WRITTEN REQUEST:
Go through the entries below and write each one out exactly.

DATA FOR THIS EXERCISE:
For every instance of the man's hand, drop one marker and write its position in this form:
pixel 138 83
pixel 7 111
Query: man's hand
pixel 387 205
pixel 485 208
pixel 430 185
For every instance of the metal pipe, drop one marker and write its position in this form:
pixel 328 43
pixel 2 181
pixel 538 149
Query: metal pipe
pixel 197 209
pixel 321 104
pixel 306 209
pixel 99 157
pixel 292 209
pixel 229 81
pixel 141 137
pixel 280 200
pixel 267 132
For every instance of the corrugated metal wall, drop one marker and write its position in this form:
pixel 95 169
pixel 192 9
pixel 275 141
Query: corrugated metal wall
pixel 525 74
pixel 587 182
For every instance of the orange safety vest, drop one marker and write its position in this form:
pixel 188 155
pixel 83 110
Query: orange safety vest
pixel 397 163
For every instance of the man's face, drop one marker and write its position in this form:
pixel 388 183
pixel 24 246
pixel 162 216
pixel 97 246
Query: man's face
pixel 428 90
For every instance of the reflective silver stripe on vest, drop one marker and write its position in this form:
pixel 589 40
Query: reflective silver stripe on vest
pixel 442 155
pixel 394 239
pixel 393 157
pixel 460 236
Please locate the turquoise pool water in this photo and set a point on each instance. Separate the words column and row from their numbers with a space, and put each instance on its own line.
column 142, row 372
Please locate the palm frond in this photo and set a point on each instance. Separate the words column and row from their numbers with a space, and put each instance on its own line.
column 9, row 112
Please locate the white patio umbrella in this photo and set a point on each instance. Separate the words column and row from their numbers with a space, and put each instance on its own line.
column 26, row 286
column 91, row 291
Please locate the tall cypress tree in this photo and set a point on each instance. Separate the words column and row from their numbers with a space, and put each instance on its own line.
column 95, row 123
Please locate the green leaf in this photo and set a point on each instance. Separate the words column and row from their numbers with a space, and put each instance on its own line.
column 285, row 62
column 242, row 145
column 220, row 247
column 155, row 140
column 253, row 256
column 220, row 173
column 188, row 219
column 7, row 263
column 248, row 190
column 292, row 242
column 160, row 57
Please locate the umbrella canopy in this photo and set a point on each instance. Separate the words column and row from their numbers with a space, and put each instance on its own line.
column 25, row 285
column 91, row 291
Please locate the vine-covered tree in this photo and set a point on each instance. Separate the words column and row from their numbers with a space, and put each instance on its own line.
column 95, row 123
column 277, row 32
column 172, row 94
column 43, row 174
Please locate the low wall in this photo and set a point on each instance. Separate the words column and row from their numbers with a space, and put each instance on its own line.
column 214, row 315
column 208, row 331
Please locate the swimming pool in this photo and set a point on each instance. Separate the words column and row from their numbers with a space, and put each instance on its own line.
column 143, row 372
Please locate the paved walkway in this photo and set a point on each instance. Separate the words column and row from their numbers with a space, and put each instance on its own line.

WRITTEN SOLUTION:
For every instance of the man's hand, drop one marker and write its position in this form:
pixel 138 83
pixel 7 111
Query: man's hand
pixel 387 205
pixel 485 208
pixel 430 185
For every instance of the metal pipe, drop one marker and write its position in this form:
pixel 328 43
pixel 2 181
pixel 538 149
Query: metal pipe
pixel 197 209
pixel 321 104
pixel 306 209
pixel 99 157
pixel 292 209
pixel 229 81
pixel 141 137
pixel 280 200
pixel 267 132
For every instance of the corrugated metal wall, drop one marker and write its position in this form:
pixel 95 169
pixel 192 9
pixel 275 141
Query: corrugated metal wall
pixel 525 74
pixel 587 182
For every instance of the orange safety vest, drop one marker and write its position in this form:
pixel 188 155
pixel 83 110
Query: orange safety vest
pixel 397 163
For every instance of the man's face, drop one marker and write its position in this form:
pixel 388 183
pixel 24 246
pixel 162 216
pixel 97 246
Query: man's face
pixel 428 90
For every instance of the reflective silver stripe on vest, drop one marker and write its position in this form:
pixel 589 40
Query: reflective silver stripe on vest
pixel 442 155
pixel 394 239
pixel 393 157
pixel 460 236
Please locate the turquoise pool water in this photo and set a point on each instance. Separate the words column and row from their numbers with a space, and put each instance on its own line.
column 142, row 372
Please locate the palm frond in this photo and set a point on each instance. Separate the words column and row from their numbers with a space, and put each instance on its own line.
column 9, row 112
Please locate the white patio umbrella in this photo and set a point on each instance. Separate the words column and row from their numbers with a space, and put each instance on its own line.
column 26, row 286
column 91, row 291
Please locate the tall cypress tree in this photo and set a point on each instance. Separate the words column and row from their numbers with a space, and put each instance on its own line.
column 95, row 123
Please locate the green leaf in this photo and set a point on each instance. Separate the words column and row from their numbers with a space, and put each instance on its own line.
column 285, row 62
column 242, row 145
column 220, row 247
column 155, row 140
column 253, row 256
column 220, row 173
column 188, row 219
column 7, row 263
column 248, row 190
column 292, row 242
column 160, row 57
Please locate the umbrella canopy in this photo and set a point on each instance. Separate the words column and row from their numbers with a space, and put each instance on its own line.
column 25, row 285
column 91, row 291
Please locate the vine-covered tree in this photo and set a point on each instance. Separate the words column and row from their numbers with a space, and put each instance on its own line.
column 95, row 123
column 277, row 32
column 172, row 94
column 43, row 174
Please locate the low wall in this photo and set a point on each instance. Separate the words column and row from their numbers with a space, and put each instance on its own line.
column 214, row 315
column 208, row 331
Please locate the swimming pool in this photo and set a point on each instance. Separate the words column and row from their numbers with a space, and put each instance on its own line.
column 143, row 372
Please locate the paved walkway in this photo and set a point on each instance. Separate the words column and row from their numbers with a space, and put each instance on its own line.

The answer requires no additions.